WHAT NEEDS TO BE DONE:
Lay out every line of the data below as a Markdown table with two columns, Row and Line. Number the rows in order and omit blank lines.

ENTRIES PROVIDED:

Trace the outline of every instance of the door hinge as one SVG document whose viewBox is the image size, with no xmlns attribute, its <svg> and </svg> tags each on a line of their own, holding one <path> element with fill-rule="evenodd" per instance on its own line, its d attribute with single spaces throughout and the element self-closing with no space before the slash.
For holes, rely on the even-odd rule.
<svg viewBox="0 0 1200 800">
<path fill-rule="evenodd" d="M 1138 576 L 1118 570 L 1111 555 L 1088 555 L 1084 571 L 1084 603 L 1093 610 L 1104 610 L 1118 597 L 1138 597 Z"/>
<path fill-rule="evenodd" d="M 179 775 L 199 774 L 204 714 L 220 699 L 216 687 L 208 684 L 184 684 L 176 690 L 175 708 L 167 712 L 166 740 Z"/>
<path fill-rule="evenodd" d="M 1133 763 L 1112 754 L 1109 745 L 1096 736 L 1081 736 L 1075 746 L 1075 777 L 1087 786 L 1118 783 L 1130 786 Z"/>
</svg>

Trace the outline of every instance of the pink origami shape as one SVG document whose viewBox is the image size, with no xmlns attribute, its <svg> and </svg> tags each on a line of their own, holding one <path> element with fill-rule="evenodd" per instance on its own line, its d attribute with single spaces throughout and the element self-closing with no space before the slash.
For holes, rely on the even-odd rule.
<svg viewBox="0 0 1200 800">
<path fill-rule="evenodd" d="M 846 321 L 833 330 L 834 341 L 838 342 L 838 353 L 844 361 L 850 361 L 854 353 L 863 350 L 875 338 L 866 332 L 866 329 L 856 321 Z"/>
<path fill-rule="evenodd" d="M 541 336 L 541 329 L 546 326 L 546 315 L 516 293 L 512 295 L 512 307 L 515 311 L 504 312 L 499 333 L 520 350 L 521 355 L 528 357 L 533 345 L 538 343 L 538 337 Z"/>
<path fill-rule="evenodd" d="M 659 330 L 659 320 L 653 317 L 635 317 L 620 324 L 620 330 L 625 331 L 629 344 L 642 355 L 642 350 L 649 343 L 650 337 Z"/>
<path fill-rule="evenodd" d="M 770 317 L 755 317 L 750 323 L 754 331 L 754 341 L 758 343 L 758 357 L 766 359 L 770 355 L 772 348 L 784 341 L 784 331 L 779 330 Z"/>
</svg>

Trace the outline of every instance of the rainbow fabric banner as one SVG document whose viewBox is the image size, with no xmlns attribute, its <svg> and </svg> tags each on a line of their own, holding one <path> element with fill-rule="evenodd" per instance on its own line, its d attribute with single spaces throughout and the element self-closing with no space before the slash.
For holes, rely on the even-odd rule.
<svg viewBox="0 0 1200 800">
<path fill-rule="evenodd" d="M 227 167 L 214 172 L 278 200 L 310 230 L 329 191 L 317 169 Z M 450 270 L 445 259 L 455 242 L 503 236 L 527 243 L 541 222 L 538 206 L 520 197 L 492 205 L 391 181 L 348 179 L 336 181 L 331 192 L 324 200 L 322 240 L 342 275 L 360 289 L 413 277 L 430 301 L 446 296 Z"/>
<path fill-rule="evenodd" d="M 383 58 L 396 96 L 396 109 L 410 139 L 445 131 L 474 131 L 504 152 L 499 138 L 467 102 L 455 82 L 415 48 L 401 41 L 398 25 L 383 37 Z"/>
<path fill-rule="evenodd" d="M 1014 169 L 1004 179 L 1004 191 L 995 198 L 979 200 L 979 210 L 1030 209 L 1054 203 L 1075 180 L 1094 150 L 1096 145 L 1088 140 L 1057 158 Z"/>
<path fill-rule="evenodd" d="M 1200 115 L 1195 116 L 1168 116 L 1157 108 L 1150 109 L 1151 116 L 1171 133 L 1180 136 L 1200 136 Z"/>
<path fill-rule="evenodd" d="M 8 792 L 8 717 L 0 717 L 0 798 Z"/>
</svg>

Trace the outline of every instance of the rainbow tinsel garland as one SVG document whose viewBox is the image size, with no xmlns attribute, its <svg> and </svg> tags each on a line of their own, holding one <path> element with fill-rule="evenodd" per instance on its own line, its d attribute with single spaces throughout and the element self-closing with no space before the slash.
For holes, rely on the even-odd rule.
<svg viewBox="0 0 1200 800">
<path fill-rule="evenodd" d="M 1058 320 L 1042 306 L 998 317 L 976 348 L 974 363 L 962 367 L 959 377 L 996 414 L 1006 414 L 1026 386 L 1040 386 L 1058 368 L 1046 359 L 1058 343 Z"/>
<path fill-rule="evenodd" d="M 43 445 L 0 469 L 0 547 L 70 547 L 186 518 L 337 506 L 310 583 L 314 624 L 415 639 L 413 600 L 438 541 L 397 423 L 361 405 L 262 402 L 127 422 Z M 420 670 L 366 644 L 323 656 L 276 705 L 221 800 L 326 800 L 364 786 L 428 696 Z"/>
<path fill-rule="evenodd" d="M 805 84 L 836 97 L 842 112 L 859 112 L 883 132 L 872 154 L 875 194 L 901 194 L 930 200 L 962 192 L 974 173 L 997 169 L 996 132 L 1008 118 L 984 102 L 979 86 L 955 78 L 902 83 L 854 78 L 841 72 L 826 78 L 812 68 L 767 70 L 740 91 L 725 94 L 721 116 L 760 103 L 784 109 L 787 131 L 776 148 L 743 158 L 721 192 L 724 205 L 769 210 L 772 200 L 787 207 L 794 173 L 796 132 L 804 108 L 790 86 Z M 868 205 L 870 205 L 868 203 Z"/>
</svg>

OUTPUT BELOW:
| Row | Line |
|---|---|
| 1 | Trace the outline of every instance of the door hinge as one SVG document whose viewBox is the image size, with no xmlns attribute, its <svg> and </svg> tags each on a line of their own, holding one <path> element with fill-rule="evenodd" per instance on its own line, its d attribute with single spaces throughout and the element self-closing with no space before the slash. |
| 2 | For holes, rely on the even-odd rule. |
| 3 | <svg viewBox="0 0 1200 800"> |
| 4 | <path fill-rule="evenodd" d="M 1138 576 L 1118 570 L 1111 555 L 1088 555 L 1084 571 L 1084 603 L 1093 610 L 1104 610 L 1118 597 L 1138 597 Z"/> |
| 5 | <path fill-rule="evenodd" d="M 179 775 L 199 774 L 204 714 L 220 699 L 216 687 L 208 684 L 184 684 L 176 690 L 175 708 L 167 712 L 166 740 Z"/> |
| 6 | <path fill-rule="evenodd" d="M 1133 763 L 1112 754 L 1109 745 L 1096 736 L 1081 736 L 1075 746 L 1075 777 L 1087 786 L 1118 783 L 1130 786 Z"/> |
| 7 | </svg> |
| 8 | Trace the outline of every instance of the pink origami shape as one SVG document whose viewBox is the image size, with no xmlns attribute, its <svg> and </svg> tags each on a line of their own, holding one <path> element with fill-rule="evenodd" per instance on its own line, its d attribute with single spaces throughout and the element self-closing with no space before the slash. |
| 9 | For holes, rely on the even-odd rule. |
| 10 | <svg viewBox="0 0 1200 800"> |
| 11 | <path fill-rule="evenodd" d="M 846 321 L 833 330 L 834 341 L 838 342 L 838 353 L 844 361 L 850 361 L 854 353 L 863 350 L 875 338 L 866 332 L 866 329 L 856 321 Z"/> |
| 12 | <path fill-rule="evenodd" d="M 541 336 L 541 329 L 546 326 L 546 315 L 516 293 L 512 295 L 512 307 L 515 311 L 504 312 L 499 333 L 520 350 L 521 355 L 528 357 L 533 345 L 538 343 L 538 337 Z"/> |
| 13 | <path fill-rule="evenodd" d="M 659 330 L 659 320 L 653 317 L 635 317 L 620 324 L 620 330 L 625 331 L 629 344 L 642 355 L 642 350 L 649 343 L 650 337 Z"/> |
| 14 | <path fill-rule="evenodd" d="M 770 317 L 755 317 L 750 323 L 754 331 L 754 341 L 758 343 L 758 357 L 766 359 L 770 355 L 772 348 L 784 341 L 784 331 L 779 330 Z"/> |
| 15 | </svg> |
| 16 | Trace the outline of every instance of the rainbow fabric banner as one SVG document whose viewBox is the image size, with no xmlns attribute, its <svg> and </svg> tags each on a line of their own, holding one <path> element with fill-rule="evenodd" per instance on its own line, its d attribute with single spaces throughout and the element self-closing with no space before the slash. |
| 17 | For holes, rely on the even-odd rule. |
| 18 | <svg viewBox="0 0 1200 800"> |
| 19 | <path fill-rule="evenodd" d="M 227 167 L 214 172 L 278 200 L 310 230 L 329 191 L 317 169 Z M 450 270 L 445 259 L 455 242 L 503 236 L 527 243 L 541 222 L 538 206 L 520 197 L 492 205 L 391 181 L 348 179 L 336 181 L 331 192 L 324 200 L 322 240 L 342 275 L 360 289 L 413 277 L 430 301 L 446 296 Z"/> |
| 20 | <path fill-rule="evenodd" d="M 383 58 L 396 96 L 396 109 L 410 139 L 445 131 L 474 131 L 504 152 L 499 138 L 467 102 L 455 82 L 415 48 L 401 41 L 398 25 L 383 37 Z"/> |
| 21 | <path fill-rule="evenodd" d="M 1014 169 L 1004 179 L 1004 191 L 995 198 L 979 200 L 979 210 L 1030 209 L 1054 203 L 1075 180 L 1094 150 L 1096 145 L 1088 140 L 1057 158 Z"/> |
| 22 | <path fill-rule="evenodd" d="M 1200 115 L 1195 116 L 1168 116 L 1157 108 L 1150 109 L 1151 116 L 1171 133 L 1180 136 L 1200 136 Z"/> |
| 23 | <path fill-rule="evenodd" d="M 8 792 L 8 717 L 0 717 L 0 798 Z"/> |
| 24 | </svg> |
| 25 | Trace the outline of every instance of the rainbow tinsel garland as one SVG document whose viewBox is the image size, with no xmlns attribute, its <svg> and </svg> tags each on a line of their own, holding one <path> element with fill-rule="evenodd" per instance on its own line, its d attribute with single spaces throughout and the element self-closing with no space before the slash. |
| 26 | For holes, rely on the even-odd rule. |
| 27 | <svg viewBox="0 0 1200 800"> |
| 28 | <path fill-rule="evenodd" d="M 1058 320 L 1042 306 L 998 317 L 976 348 L 974 363 L 962 367 L 959 377 L 996 414 L 1006 414 L 1026 386 L 1040 386 L 1058 368 L 1046 359 L 1058 343 Z"/> |
| 29 | <path fill-rule="evenodd" d="M 43 445 L 0 469 L 0 547 L 70 547 L 186 518 L 337 506 L 310 583 L 314 624 L 415 639 L 413 600 L 438 541 L 397 423 L 361 405 L 262 402 L 127 422 Z M 420 670 L 366 644 L 323 656 L 276 705 L 221 800 L 326 800 L 364 786 L 428 696 Z"/> |
| 30 | <path fill-rule="evenodd" d="M 805 84 L 836 97 L 842 112 L 859 112 L 883 132 L 872 154 L 875 194 L 901 194 L 930 200 L 962 192 L 974 173 L 997 169 L 996 132 L 1008 118 L 984 102 L 979 86 L 955 78 L 902 83 L 854 78 L 841 72 L 826 78 L 812 68 L 767 70 L 740 91 L 725 94 L 721 116 L 760 103 L 784 109 L 787 131 L 776 148 L 743 158 L 721 192 L 724 205 L 769 210 L 772 200 L 787 207 L 794 173 L 796 132 L 804 108 L 790 86 Z M 868 205 L 870 205 L 868 203 Z"/> |
| 31 | </svg> |